**表示テキスト:**
間違った考え方により、本来背負わなくていい罪悪感で苦しんではいないだろうか?
間違った考え方が生んだ感情に、やられてはいないだろうか?
考え方 - 感情 - 行動は、つながっているといいます。
では、引き続き、感情と行動についても、見ていきましょう。
感情のチェック
どんな人でも、親に対しては強い感情反応が起こるのだという。つまり、それ自体は普通です。ただ、それをある程度自覚している人もいれば、そうでない人もいる。後者では、意識しないこと(無視すること)で、自分を守ろうとします。
例えば、抑圧や逃避であっても、自我を守ることには意味があります。でも、それだけでは現状が変わらず、苦しみ続けるだけなので、やがて意識することが大事になってくる。というか、そうせざるを得なくなってしまいます。
そこで、自分の感情について、チェックしようというわけです。とはいえ、前述のように、誰もが親に対しては強く反応してしまうもの。そこで、自分の感情がどうも自覚しにくいという人、あるいは、拒否反応が強い場合、そんな時は、あえて、他人事にするのもいいといいます。すなわち、自分の親と同じような親を持つ人がいたら? と想像してみるのです。まるでドラマでも見ている感じで、まずはそれを手掛かりに始めてみる。

**課題の内容:** 親への感情についての文章は、(a) 親に対して強い感情反応が起こるのは普通のことだ、(b) 抑圧や逃避には自我を守る意味がない、(c) 自分の感情を自覚しにくい人は自分の親と似た親を持つ人を想像してみるとよい、という各記述と一致しますか? それぞれ「はい」か「いいえ」で答え、決め手となる文章の語句を正確に引用してください。

出典エントリ:
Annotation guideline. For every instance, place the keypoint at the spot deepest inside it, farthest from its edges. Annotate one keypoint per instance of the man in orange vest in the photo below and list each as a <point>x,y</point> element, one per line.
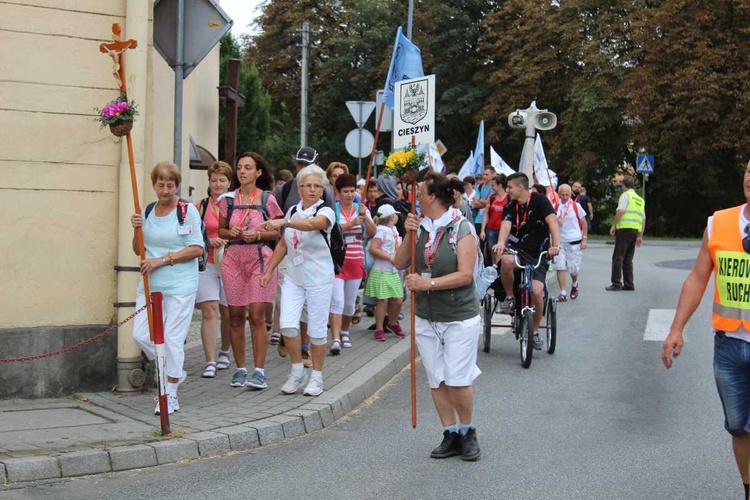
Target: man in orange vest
<point>726,253</point>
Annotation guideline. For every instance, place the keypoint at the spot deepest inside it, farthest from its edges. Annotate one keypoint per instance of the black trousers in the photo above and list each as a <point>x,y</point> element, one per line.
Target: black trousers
<point>622,257</point>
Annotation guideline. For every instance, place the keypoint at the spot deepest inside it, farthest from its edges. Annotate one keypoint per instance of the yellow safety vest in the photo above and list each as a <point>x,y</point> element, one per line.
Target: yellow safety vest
<point>634,213</point>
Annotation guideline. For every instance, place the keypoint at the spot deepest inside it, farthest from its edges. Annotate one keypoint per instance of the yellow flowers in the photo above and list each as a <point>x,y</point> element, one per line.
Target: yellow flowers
<point>404,164</point>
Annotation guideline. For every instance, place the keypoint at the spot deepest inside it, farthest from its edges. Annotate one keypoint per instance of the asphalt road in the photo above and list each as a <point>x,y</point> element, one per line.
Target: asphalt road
<point>601,418</point>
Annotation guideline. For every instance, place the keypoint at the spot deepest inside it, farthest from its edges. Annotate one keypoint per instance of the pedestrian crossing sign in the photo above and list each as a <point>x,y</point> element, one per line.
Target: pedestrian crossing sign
<point>645,164</point>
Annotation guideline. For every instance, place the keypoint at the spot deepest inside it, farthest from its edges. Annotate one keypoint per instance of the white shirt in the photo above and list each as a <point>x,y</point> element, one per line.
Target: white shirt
<point>308,254</point>
<point>570,230</point>
<point>389,242</point>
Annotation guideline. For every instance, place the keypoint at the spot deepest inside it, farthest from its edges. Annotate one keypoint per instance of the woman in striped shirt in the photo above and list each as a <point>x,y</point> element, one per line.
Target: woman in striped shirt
<point>356,223</point>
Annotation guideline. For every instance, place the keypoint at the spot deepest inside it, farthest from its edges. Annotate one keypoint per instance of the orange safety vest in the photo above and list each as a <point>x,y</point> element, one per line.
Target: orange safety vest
<point>731,272</point>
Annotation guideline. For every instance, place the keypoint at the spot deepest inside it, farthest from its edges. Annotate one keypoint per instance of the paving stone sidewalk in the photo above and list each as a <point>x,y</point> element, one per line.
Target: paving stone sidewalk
<point>99,432</point>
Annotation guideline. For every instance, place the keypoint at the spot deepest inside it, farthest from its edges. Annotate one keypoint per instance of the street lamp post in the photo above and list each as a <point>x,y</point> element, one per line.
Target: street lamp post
<point>531,119</point>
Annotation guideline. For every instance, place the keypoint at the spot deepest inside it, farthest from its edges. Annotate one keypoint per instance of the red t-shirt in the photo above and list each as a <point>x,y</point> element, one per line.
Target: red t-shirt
<point>496,207</point>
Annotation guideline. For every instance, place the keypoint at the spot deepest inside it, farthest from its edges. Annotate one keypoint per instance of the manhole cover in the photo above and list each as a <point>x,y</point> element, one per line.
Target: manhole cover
<point>677,264</point>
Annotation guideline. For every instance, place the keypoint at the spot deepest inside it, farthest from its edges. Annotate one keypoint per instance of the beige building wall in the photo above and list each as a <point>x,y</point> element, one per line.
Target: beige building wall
<point>59,173</point>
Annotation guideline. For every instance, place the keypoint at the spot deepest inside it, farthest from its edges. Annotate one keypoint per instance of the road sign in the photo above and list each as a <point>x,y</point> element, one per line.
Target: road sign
<point>360,110</point>
<point>387,123</point>
<point>440,147</point>
<point>645,164</point>
<point>414,112</point>
<point>205,24</point>
<point>359,142</point>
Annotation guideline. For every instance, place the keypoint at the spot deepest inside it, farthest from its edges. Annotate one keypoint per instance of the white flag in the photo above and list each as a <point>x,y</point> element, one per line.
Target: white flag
<point>544,175</point>
<point>500,166</point>
<point>431,157</point>
<point>468,167</point>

**課題の出力:**
(a) はい:「どんな人でも、親に対しては強い感情反応が起こるのだという。つまり、それ自体は普通です。」
(b) いいえ:「例えば、抑圧や逃避であっても、自我を守ることには意味があります。」
(c) はい:「自分の感情がどうも自覚しにくいという人、あるいは、拒否反応が強い場合、そんな時は、あえて、他人事にするのもいいといいます。すなわち、自分の親と同じような親を持つ人がいたら? と想像してみるのです。」